== TASK PROMPT ==
Locate each line in the entries below that contains the string "give", and copy those lines out in full.
-- Start --
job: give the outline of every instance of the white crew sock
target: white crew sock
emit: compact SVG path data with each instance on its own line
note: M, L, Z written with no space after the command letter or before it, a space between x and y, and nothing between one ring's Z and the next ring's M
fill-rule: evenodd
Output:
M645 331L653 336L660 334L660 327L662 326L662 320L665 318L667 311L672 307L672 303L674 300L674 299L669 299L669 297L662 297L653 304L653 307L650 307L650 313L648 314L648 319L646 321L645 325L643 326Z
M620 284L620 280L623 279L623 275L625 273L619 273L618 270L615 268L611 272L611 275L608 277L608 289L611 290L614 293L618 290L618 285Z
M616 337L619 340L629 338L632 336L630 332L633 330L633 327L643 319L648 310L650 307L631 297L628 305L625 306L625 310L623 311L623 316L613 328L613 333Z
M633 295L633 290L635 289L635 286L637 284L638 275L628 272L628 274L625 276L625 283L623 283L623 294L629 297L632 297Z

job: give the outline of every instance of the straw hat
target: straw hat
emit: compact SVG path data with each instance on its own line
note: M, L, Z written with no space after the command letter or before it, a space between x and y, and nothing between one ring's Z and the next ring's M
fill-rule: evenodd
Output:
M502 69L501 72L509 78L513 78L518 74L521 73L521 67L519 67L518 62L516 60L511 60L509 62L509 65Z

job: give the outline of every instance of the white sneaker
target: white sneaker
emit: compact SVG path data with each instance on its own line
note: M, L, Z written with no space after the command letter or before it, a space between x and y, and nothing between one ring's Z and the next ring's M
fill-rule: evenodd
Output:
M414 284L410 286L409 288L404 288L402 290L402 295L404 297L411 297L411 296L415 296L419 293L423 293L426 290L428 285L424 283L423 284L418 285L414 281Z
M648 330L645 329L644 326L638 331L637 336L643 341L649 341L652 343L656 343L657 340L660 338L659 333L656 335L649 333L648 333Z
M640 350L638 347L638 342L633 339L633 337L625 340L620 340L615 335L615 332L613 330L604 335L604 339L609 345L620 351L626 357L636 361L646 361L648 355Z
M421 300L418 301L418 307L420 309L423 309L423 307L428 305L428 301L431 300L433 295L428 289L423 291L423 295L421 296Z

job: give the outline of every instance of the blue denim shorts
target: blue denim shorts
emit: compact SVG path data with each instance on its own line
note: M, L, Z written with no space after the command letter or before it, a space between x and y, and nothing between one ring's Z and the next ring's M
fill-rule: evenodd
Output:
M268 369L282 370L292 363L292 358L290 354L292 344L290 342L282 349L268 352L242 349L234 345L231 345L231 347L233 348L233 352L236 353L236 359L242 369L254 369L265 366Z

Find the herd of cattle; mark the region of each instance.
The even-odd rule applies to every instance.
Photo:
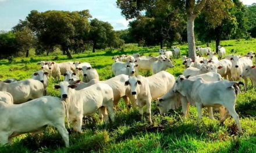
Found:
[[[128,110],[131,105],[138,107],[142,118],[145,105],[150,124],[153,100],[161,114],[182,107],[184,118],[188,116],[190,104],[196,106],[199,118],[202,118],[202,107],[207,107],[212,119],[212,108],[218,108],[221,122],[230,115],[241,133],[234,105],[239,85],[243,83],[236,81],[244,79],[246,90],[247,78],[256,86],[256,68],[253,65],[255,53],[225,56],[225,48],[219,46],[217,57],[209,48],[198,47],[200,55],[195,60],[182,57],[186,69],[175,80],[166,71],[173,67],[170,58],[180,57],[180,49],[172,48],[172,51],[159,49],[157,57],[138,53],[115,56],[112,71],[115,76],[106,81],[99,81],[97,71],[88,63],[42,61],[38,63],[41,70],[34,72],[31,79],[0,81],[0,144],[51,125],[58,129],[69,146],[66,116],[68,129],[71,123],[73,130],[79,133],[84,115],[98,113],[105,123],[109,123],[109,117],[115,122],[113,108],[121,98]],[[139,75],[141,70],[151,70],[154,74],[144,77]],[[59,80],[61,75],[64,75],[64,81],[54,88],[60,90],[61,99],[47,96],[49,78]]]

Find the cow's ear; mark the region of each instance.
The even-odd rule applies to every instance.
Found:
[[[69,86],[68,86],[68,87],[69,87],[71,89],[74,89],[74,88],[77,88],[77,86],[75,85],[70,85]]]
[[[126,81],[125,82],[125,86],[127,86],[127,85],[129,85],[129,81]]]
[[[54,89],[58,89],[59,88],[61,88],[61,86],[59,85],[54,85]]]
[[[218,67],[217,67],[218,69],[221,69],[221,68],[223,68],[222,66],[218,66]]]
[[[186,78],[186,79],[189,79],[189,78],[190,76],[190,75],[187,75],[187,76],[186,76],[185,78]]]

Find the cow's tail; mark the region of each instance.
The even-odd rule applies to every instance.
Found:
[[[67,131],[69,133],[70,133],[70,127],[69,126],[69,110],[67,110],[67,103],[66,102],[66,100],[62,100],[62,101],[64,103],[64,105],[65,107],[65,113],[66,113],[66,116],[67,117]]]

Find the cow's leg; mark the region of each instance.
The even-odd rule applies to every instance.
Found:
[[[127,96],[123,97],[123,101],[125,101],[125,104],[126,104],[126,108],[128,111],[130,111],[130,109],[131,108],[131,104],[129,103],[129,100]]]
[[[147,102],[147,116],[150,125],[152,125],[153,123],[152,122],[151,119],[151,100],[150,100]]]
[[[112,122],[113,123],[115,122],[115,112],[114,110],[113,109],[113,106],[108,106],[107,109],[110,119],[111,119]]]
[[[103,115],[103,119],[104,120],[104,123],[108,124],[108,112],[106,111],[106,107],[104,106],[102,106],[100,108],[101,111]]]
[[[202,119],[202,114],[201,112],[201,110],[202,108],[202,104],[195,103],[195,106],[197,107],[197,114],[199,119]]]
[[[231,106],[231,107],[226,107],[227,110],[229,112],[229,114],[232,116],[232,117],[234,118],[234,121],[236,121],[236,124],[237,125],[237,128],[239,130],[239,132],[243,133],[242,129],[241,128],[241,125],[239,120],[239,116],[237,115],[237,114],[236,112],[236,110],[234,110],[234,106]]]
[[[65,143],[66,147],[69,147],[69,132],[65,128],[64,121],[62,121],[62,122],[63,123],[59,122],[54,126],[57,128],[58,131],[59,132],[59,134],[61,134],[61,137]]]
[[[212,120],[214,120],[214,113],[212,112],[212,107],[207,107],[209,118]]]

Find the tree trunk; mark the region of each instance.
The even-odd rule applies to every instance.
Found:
-- End --
-- Start --
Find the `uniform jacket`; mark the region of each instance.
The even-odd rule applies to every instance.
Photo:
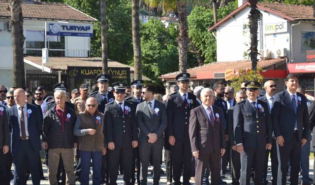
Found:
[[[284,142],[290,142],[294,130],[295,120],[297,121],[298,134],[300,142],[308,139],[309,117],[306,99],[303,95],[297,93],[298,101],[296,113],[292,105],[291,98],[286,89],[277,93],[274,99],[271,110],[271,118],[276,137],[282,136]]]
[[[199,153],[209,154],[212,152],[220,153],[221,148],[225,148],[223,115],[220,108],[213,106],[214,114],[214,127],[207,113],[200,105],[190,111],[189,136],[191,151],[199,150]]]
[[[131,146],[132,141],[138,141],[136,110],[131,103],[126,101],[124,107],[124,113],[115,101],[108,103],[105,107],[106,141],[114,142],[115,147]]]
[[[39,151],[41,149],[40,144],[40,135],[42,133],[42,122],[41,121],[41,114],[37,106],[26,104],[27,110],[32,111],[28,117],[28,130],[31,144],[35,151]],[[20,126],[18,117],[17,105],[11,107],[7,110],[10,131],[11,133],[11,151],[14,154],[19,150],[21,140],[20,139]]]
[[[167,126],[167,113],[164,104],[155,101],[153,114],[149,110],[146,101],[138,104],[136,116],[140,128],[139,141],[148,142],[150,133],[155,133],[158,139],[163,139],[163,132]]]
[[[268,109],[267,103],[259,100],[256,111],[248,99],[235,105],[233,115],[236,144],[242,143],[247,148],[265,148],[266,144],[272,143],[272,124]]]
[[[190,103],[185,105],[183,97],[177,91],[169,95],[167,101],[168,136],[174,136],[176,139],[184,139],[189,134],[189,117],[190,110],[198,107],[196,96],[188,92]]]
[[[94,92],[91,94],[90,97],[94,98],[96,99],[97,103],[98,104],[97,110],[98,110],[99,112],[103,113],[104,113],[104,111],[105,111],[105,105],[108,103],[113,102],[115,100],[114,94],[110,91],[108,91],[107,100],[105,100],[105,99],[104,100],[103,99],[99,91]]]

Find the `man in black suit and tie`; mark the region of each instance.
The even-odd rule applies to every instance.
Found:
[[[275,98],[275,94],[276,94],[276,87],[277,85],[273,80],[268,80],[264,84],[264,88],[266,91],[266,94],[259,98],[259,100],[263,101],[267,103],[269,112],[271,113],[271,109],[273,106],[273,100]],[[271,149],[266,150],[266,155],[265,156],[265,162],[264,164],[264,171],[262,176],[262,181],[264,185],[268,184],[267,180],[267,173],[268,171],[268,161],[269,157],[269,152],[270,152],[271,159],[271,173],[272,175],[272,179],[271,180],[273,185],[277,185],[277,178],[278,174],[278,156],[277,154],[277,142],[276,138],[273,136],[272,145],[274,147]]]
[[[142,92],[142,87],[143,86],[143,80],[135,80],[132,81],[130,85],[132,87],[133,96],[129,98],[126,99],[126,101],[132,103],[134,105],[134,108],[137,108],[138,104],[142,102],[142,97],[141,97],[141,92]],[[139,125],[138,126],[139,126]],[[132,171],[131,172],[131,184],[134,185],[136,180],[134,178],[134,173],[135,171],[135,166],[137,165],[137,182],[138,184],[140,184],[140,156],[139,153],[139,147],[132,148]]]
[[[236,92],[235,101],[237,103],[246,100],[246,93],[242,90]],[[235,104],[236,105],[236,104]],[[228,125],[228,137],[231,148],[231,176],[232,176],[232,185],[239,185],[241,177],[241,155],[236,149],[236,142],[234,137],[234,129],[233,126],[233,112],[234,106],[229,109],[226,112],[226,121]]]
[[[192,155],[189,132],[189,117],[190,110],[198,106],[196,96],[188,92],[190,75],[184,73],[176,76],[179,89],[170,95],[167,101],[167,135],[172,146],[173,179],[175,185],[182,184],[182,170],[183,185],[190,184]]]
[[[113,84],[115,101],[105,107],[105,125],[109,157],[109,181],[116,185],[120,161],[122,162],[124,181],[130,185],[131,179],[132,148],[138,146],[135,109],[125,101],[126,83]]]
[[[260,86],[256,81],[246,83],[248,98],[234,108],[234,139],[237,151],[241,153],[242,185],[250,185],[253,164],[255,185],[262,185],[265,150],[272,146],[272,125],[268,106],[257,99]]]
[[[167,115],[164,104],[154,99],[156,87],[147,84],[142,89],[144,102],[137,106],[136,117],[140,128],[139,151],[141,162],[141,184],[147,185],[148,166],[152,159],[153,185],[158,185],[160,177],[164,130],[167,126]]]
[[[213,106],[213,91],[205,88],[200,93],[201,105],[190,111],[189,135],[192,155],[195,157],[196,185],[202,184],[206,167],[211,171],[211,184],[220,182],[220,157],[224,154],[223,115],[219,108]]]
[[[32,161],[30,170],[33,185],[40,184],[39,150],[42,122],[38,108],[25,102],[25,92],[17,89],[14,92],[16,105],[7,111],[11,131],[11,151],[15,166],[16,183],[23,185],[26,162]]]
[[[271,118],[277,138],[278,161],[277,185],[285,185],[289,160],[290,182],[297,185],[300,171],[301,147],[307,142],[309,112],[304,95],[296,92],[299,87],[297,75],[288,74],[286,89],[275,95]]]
-- End --
-- Start --
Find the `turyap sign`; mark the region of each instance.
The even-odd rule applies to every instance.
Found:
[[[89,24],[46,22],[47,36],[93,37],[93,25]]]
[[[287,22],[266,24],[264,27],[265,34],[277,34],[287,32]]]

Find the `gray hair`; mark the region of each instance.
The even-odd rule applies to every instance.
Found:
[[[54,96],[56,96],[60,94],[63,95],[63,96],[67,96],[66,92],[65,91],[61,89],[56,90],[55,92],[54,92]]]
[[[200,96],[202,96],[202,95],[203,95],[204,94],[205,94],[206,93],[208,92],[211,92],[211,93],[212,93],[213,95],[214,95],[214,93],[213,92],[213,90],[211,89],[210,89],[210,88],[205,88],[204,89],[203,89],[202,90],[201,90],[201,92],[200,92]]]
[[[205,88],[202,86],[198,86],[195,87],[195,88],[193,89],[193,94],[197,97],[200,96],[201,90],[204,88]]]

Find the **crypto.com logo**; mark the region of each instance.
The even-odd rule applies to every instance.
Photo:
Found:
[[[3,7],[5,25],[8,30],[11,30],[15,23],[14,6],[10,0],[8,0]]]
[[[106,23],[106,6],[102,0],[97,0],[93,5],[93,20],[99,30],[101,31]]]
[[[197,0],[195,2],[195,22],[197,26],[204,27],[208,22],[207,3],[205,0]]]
-- End --
== EXERCISE RESULT ==
job: give the outline of every instance of the white crew sock
job: give the outline of every instance of the straw hat
job: give the outline of every instance of the white sneaker
job: give the outline of every instance of the blue denim shorts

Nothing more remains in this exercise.